Collected data
* * * * * * *

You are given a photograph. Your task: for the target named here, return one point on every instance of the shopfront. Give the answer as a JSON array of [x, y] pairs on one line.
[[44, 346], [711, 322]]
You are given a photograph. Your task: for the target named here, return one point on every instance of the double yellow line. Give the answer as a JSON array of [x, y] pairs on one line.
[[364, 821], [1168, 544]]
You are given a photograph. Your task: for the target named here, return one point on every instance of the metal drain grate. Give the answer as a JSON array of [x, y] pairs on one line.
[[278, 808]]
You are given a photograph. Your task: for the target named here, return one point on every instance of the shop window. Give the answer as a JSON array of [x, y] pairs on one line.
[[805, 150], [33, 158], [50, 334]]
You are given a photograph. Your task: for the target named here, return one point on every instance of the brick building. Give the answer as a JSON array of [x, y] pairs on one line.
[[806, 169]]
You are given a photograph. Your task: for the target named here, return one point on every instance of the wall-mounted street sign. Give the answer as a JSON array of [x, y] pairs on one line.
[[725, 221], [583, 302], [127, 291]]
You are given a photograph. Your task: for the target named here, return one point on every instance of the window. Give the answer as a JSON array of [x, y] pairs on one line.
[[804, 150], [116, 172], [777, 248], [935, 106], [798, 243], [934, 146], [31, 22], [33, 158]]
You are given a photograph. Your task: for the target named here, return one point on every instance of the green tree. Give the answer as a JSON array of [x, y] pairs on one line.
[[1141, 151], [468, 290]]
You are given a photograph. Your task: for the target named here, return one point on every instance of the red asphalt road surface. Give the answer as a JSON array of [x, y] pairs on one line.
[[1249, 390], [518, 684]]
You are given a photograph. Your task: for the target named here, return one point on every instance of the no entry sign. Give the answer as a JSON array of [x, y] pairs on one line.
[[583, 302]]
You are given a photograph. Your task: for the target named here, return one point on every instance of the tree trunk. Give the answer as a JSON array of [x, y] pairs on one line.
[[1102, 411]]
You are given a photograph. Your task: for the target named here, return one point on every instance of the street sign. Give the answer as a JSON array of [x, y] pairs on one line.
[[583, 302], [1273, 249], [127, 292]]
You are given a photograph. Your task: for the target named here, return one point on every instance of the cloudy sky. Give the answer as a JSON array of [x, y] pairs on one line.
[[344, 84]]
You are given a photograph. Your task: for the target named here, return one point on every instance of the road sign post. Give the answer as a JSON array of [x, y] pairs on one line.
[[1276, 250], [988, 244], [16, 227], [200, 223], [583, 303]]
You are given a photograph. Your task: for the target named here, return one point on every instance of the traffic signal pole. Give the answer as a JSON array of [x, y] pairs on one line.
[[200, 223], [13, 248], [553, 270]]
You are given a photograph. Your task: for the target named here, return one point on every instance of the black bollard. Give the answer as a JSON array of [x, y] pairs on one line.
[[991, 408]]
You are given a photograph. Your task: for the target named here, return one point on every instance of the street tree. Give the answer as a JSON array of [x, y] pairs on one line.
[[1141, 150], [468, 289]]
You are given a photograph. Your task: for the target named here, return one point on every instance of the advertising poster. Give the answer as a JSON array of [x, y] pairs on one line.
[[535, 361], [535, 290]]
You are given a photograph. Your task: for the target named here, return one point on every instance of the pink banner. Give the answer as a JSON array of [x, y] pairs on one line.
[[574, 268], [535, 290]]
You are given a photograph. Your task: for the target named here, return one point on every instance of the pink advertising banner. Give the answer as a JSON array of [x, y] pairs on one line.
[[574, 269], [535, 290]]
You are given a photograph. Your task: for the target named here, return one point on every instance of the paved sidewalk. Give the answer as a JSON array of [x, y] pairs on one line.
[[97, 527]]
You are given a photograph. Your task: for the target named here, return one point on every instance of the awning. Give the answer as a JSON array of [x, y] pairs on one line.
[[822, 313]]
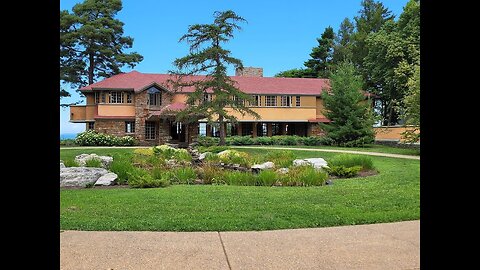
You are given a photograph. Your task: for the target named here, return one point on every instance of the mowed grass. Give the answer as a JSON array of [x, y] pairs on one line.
[[392, 195]]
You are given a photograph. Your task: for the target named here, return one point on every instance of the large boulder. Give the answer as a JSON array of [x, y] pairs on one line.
[[82, 159], [80, 176], [107, 179], [317, 163]]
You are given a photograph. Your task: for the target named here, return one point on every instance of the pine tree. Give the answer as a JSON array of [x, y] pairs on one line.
[[352, 119], [207, 56]]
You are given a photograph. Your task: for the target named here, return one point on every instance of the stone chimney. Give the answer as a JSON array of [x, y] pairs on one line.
[[249, 72]]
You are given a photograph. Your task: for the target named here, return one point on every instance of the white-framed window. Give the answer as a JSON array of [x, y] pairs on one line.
[[255, 101], [270, 101], [116, 97], [150, 130], [130, 127], [286, 101]]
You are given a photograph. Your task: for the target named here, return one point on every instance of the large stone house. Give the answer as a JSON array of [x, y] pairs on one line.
[[141, 105]]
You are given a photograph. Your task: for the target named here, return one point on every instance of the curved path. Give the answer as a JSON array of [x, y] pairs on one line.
[[277, 148], [375, 246]]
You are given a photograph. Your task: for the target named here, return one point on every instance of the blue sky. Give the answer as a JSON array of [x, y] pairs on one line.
[[279, 34]]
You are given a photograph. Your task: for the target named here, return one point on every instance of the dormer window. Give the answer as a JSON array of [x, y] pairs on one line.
[[154, 97]]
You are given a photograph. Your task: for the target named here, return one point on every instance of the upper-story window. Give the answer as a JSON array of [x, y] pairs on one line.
[[116, 97], [270, 100], [154, 97], [286, 101], [255, 101]]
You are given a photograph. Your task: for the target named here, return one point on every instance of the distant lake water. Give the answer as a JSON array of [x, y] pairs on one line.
[[64, 136]]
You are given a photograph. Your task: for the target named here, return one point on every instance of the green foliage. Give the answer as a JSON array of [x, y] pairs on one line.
[[93, 162], [93, 138], [207, 141], [92, 44], [121, 167], [344, 172], [267, 178], [348, 160], [207, 56], [352, 119], [142, 179], [237, 178]]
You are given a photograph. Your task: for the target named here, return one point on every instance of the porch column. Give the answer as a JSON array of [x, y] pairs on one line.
[[209, 130], [269, 129]]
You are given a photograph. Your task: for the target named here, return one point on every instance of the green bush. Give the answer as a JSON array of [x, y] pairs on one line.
[[93, 162], [348, 160], [93, 138], [142, 179], [121, 167], [237, 178], [267, 178], [207, 141], [344, 172]]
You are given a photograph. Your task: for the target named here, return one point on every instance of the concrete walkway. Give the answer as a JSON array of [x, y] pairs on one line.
[[333, 151], [376, 246], [273, 147]]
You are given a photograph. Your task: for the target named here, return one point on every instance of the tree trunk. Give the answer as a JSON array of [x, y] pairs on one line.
[[91, 67], [222, 130]]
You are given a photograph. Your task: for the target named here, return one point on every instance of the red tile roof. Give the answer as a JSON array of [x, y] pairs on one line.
[[137, 81]]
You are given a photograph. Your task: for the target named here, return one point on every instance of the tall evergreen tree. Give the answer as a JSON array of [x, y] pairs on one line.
[[320, 62], [352, 118], [92, 43], [342, 48], [207, 56]]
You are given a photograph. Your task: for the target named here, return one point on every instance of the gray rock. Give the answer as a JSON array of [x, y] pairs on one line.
[[317, 163], [82, 159], [80, 176], [264, 166], [107, 179]]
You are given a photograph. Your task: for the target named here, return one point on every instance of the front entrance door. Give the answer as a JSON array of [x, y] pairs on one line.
[[177, 131]]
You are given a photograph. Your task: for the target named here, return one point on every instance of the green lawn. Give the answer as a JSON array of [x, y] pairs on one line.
[[392, 195], [368, 148]]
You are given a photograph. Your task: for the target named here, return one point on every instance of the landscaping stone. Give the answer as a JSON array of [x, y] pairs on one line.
[[317, 163], [80, 176], [107, 179], [82, 159]]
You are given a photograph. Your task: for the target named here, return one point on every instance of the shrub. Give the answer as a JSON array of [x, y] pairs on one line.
[[93, 138], [121, 167], [280, 158], [70, 163], [237, 178], [348, 160], [93, 162], [207, 141], [344, 172], [142, 179]]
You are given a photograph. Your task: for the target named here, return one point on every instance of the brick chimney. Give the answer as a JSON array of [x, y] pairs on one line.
[[249, 72]]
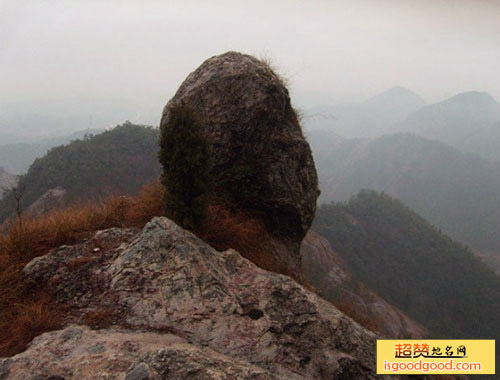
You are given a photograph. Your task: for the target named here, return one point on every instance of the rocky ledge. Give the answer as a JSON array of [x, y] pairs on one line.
[[179, 309]]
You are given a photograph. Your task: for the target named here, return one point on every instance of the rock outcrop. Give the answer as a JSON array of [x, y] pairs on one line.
[[325, 270], [176, 308], [260, 158]]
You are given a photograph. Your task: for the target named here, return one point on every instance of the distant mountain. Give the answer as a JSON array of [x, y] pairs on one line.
[[468, 121], [118, 161], [7, 181], [399, 255], [367, 119], [17, 157], [457, 192]]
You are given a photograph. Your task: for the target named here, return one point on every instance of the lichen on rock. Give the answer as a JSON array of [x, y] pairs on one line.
[[168, 282], [260, 159]]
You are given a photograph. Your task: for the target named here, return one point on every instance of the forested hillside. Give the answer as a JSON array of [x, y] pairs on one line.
[[457, 192], [436, 281], [17, 157], [118, 161], [467, 121]]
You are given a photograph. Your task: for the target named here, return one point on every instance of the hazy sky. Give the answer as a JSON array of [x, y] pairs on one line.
[[332, 51]]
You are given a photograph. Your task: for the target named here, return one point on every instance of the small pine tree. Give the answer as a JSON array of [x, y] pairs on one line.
[[184, 155]]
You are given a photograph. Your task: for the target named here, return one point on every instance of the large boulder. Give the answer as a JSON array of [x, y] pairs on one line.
[[196, 304], [260, 159]]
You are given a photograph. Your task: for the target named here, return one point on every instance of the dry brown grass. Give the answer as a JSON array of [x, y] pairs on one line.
[[25, 310], [227, 227]]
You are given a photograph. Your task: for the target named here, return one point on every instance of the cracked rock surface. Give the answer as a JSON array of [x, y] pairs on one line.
[[183, 310], [260, 159]]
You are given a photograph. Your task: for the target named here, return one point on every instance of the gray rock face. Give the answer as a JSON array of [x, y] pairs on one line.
[[261, 160], [7, 181], [80, 353], [219, 308]]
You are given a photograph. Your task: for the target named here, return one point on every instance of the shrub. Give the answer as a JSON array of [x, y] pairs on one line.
[[184, 155]]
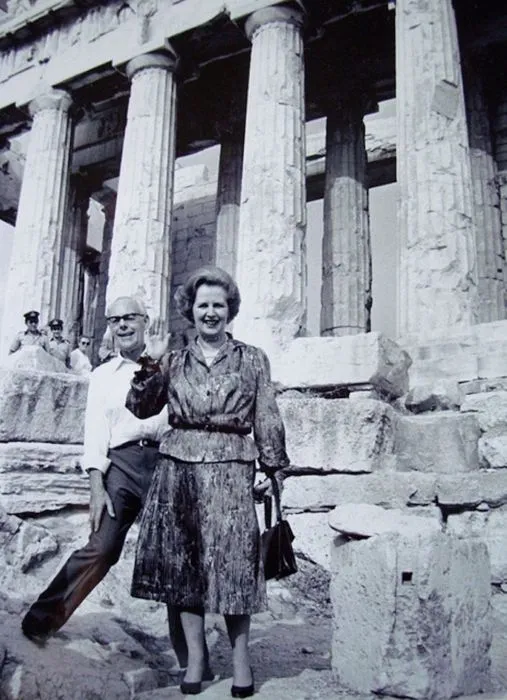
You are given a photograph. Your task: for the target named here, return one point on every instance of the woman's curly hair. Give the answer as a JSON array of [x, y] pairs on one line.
[[209, 274]]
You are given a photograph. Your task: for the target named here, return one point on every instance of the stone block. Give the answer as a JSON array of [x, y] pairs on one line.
[[339, 435], [33, 357], [312, 536], [38, 477], [490, 409], [498, 651], [491, 526], [441, 395], [493, 450], [366, 359], [41, 406], [472, 490], [360, 520], [406, 621], [437, 442], [389, 489], [475, 353], [23, 545]]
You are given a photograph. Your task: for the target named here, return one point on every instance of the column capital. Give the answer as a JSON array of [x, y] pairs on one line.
[[269, 15], [151, 60], [52, 99]]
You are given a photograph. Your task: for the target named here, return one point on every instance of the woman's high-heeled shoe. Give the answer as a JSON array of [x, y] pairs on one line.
[[191, 688], [243, 691]]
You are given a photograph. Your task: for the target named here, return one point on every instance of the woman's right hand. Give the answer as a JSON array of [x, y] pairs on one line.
[[99, 498]]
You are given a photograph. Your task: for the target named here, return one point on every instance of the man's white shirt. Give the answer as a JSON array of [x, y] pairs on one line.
[[80, 363], [107, 422]]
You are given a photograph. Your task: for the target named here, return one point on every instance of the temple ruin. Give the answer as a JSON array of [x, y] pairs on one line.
[[100, 104]]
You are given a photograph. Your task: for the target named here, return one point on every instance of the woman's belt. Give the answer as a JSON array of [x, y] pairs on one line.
[[211, 427]]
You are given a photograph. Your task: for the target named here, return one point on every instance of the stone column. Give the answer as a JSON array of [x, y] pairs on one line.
[[107, 199], [346, 254], [72, 267], [271, 267], [486, 202], [140, 251], [228, 198], [34, 280], [437, 267]]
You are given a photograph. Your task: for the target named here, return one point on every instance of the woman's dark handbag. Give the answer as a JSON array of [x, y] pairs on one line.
[[276, 541]]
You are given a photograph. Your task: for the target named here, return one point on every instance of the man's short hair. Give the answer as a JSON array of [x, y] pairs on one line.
[[139, 303]]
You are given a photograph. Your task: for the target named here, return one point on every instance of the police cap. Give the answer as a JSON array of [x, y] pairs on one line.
[[56, 324]]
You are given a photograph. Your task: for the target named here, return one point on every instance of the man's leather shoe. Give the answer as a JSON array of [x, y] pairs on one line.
[[35, 633]]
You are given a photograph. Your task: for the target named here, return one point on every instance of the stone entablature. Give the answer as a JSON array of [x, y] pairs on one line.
[[111, 33]]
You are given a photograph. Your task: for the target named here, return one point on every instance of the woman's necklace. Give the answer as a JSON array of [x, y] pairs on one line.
[[209, 351]]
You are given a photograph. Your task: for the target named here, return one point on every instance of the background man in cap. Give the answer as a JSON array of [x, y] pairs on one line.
[[58, 346], [31, 336], [80, 357]]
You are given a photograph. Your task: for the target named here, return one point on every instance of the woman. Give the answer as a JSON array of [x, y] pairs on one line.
[[199, 544]]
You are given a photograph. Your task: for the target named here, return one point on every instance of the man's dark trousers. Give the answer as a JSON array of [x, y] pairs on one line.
[[127, 481]]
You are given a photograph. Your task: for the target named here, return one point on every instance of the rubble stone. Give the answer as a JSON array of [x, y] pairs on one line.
[[493, 450], [23, 545], [443, 395], [437, 442], [491, 526], [41, 407], [339, 435], [390, 489], [364, 359], [438, 646], [490, 408], [359, 521]]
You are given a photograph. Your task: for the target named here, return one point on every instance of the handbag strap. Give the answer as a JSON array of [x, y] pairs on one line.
[[268, 504], [276, 497]]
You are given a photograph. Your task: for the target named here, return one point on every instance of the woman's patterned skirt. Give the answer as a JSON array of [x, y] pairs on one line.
[[199, 540]]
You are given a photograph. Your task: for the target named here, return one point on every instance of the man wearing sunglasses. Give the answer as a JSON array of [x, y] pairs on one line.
[[80, 357], [120, 451]]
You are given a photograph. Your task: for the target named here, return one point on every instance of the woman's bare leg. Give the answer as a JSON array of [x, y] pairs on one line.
[[238, 628], [192, 621]]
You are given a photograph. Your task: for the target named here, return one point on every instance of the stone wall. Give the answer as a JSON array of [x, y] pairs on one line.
[[193, 232], [436, 452]]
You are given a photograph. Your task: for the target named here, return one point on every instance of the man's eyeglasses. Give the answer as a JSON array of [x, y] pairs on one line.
[[128, 318]]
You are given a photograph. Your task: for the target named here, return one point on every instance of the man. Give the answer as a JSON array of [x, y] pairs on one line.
[[31, 336], [120, 451], [58, 346], [80, 357]]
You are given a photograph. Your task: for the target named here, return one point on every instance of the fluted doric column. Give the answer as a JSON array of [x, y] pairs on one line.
[[271, 246], [346, 252], [140, 252], [35, 267], [73, 252], [486, 203], [437, 268], [107, 198], [229, 197]]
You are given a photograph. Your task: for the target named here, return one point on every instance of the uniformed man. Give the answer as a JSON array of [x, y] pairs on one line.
[[80, 357], [31, 336], [58, 346]]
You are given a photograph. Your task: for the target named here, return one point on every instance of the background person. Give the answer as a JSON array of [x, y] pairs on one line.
[[199, 541], [80, 357], [59, 347], [120, 451], [31, 336]]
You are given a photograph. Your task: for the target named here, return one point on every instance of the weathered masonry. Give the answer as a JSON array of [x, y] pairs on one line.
[[120, 89]]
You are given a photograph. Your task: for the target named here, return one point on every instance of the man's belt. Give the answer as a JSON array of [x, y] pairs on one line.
[[211, 427], [143, 442]]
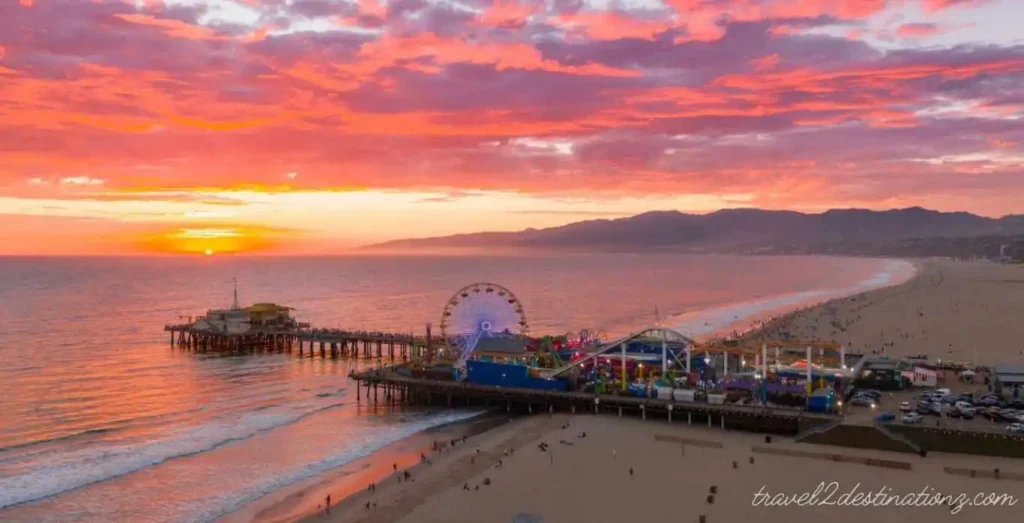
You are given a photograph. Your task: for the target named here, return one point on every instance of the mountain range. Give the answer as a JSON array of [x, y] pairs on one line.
[[753, 231]]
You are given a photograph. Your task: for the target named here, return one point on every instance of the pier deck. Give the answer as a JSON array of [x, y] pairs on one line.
[[325, 342], [776, 421]]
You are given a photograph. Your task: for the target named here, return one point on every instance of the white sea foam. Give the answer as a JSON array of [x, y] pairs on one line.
[[719, 318], [60, 472], [367, 441]]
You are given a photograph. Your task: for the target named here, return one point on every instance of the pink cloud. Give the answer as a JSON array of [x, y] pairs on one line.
[[936, 5], [711, 97]]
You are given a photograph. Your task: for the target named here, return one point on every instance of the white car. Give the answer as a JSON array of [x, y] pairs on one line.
[[911, 418]]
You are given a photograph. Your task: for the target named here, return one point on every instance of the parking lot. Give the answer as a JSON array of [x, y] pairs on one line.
[[890, 402]]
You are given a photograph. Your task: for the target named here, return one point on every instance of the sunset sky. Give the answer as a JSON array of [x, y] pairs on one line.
[[311, 126]]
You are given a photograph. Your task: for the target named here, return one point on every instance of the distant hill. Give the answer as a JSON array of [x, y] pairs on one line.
[[748, 231]]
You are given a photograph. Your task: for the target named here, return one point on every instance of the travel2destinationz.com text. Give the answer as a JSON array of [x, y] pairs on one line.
[[830, 494]]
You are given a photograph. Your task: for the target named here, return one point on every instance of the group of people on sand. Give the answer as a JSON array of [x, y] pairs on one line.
[[438, 446]]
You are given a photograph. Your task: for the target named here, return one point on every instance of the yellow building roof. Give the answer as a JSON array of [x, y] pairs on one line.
[[267, 307]]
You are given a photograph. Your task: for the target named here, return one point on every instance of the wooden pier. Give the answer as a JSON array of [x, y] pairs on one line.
[[392, 387], [307, 343]]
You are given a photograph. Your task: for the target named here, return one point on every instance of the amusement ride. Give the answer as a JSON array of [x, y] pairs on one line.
[[479, 311]]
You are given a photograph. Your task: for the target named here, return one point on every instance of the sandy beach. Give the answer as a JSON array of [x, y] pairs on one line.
[[951, 310], [957, 311], [590, 480]]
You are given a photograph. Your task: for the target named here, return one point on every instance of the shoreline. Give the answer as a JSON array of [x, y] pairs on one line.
[[301, 500], [305, 497], [757, 320]]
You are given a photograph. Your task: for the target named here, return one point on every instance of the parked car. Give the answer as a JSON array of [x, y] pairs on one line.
[[861, 401], [886, 417], [1008, 415], [987, 401], [911, 418]]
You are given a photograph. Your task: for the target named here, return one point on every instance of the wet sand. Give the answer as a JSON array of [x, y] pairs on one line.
[[308, 497], [590, 480], [953, 311]]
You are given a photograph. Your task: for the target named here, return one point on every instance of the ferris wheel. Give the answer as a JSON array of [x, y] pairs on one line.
[[481, 310]]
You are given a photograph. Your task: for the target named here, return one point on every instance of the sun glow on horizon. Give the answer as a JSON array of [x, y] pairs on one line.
[[212, 241]]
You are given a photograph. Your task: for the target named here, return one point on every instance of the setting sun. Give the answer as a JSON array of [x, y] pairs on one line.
[[211, 241]]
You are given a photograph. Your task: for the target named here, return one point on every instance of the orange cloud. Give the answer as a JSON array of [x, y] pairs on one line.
[[214, 240]]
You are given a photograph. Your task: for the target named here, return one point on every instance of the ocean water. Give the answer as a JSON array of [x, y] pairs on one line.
[[101, 420]]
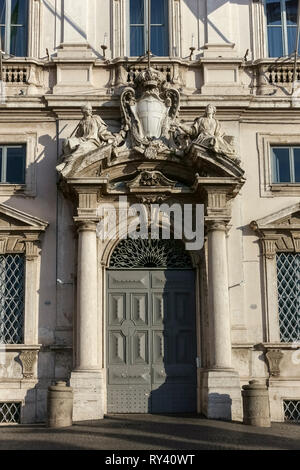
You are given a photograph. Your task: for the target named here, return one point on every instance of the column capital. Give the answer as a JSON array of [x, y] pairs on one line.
[[217, 225], [86, 225]]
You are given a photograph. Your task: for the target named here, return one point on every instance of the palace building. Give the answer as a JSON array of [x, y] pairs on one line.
[[94, 122]]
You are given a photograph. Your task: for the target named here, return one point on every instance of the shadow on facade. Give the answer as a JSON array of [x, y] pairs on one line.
[[174, 349]]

* * * * * * *

[Try it] Would you please set down the lines from the one with "of the shadow" to the end of the data above, exactly and without any other lines?

[Response below]
You are given a photograph. Your task: for the target named here, return one point on every instance of the shadow on facade. Give the answer as a JSON array of [x, y] pairs on one line.
[[174, 349]]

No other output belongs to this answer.